[Data records]
Start of Block

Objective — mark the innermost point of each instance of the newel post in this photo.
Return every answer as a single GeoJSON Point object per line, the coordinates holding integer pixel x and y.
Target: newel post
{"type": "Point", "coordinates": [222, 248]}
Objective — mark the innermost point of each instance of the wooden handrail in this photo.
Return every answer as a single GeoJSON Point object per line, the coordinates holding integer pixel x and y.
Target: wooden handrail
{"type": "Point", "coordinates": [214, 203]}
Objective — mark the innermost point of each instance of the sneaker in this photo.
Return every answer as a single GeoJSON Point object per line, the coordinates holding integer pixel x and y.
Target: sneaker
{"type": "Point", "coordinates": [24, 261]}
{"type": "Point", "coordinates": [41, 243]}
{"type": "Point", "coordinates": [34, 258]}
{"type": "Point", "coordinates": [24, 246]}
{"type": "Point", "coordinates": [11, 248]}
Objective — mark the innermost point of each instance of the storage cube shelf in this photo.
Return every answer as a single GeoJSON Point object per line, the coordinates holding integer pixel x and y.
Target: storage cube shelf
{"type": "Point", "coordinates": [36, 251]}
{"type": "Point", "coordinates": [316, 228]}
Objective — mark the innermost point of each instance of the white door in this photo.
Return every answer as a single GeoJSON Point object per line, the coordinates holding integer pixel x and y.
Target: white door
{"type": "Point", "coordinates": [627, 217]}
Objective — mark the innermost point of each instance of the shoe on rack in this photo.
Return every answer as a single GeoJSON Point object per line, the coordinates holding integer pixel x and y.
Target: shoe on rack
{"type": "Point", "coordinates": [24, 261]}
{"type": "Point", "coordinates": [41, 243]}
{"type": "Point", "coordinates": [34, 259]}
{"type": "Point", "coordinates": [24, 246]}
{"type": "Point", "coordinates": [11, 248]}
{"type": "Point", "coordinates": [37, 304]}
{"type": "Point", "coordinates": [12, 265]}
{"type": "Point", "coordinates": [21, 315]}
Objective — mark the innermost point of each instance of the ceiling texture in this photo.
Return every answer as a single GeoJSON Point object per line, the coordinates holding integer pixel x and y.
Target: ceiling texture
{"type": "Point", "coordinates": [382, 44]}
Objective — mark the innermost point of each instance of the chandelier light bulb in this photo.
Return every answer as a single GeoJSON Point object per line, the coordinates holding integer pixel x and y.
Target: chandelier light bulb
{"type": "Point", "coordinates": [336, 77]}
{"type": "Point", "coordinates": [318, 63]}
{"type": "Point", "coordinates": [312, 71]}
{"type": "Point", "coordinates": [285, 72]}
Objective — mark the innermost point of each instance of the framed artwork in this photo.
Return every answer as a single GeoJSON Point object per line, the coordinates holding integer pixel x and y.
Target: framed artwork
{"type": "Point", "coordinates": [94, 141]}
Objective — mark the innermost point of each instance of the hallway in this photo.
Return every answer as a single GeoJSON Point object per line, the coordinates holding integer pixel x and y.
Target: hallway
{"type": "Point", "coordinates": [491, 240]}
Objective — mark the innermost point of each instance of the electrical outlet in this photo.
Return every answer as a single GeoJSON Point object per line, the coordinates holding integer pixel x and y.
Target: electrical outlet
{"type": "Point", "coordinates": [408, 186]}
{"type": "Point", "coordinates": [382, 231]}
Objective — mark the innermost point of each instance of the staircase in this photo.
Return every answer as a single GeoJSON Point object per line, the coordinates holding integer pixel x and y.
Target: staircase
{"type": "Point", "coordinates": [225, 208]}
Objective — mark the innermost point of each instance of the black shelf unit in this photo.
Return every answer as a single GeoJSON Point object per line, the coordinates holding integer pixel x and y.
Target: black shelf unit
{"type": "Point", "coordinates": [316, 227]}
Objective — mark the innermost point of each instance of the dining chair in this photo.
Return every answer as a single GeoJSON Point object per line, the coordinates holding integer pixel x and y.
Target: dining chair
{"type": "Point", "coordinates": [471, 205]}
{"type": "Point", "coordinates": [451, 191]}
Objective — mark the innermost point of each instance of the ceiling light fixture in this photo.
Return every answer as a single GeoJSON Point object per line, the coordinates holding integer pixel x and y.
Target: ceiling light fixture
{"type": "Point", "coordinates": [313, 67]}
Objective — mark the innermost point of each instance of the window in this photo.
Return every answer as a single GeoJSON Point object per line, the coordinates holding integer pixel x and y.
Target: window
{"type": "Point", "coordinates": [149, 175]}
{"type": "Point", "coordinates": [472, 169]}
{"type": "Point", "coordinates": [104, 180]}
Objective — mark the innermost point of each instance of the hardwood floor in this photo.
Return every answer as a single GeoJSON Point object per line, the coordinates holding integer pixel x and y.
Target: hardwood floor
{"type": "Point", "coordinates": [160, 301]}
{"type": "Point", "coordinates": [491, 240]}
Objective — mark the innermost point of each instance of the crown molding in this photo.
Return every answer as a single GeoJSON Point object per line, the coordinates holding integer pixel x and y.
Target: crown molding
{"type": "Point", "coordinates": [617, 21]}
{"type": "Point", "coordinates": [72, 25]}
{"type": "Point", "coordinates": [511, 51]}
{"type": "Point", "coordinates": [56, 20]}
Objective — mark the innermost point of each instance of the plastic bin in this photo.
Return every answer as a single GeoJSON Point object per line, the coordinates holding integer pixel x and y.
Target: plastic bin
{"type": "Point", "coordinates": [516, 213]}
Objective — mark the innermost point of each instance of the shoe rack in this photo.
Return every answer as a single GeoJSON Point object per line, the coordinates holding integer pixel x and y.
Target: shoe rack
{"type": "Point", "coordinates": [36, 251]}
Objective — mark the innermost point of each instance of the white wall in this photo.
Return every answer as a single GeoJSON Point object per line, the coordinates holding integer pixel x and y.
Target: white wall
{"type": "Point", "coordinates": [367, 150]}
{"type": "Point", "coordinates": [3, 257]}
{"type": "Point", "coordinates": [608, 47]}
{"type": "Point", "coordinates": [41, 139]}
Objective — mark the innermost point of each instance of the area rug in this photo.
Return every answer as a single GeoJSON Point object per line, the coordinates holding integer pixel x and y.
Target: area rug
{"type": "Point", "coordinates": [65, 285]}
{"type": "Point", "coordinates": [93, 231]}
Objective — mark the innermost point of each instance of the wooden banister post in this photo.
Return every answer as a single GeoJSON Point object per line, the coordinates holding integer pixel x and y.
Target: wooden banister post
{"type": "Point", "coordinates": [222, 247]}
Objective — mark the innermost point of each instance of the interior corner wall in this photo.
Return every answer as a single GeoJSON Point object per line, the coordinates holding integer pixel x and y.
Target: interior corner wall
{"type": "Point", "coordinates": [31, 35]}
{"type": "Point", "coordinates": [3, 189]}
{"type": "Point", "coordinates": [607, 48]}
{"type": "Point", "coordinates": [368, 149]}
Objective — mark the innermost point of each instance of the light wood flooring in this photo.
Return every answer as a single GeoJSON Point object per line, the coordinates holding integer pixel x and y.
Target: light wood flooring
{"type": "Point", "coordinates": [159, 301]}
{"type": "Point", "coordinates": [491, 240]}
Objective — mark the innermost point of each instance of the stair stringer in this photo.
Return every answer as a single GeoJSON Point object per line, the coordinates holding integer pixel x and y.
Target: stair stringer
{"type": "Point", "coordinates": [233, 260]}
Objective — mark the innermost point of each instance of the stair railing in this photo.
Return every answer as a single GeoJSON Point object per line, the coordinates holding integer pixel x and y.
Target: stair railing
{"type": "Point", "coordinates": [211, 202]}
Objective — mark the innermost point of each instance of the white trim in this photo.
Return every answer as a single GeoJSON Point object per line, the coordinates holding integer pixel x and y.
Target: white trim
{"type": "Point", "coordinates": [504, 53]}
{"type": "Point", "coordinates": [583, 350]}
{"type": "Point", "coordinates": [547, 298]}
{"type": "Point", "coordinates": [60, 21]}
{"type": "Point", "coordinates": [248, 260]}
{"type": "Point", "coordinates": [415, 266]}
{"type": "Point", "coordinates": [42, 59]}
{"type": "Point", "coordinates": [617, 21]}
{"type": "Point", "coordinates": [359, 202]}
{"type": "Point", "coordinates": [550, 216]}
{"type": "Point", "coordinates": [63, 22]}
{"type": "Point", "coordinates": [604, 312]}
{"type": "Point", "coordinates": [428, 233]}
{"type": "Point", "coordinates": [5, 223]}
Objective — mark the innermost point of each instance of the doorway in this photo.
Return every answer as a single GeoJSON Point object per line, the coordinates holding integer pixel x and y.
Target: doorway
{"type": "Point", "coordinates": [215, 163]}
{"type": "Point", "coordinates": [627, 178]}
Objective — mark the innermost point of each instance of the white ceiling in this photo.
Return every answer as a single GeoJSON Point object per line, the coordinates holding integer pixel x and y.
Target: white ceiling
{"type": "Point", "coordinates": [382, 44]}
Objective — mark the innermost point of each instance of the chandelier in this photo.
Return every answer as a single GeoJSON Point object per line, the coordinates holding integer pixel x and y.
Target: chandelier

End of Block

Problem statement: Copy out each line of the data above, exactly, if it lies between the line holding "Target: staircase" and the line holding "chair in this photo.", inclusive; copy no other line.

Result of the task:
Target: staircase
{"type": "Point", "coordinates": [225, 208]}
Objective — mark the innermost point of each instance of the black shelf unit in this photo.
Return every answer as a single GeoJSON Point object per line, the coordinates holding integer pixel x and y.
Target: black shelf unit
{"type": "Point", "coordinates": [316, 227]}
Objective — mark the innermost point of each instance of the dining chair in this photo.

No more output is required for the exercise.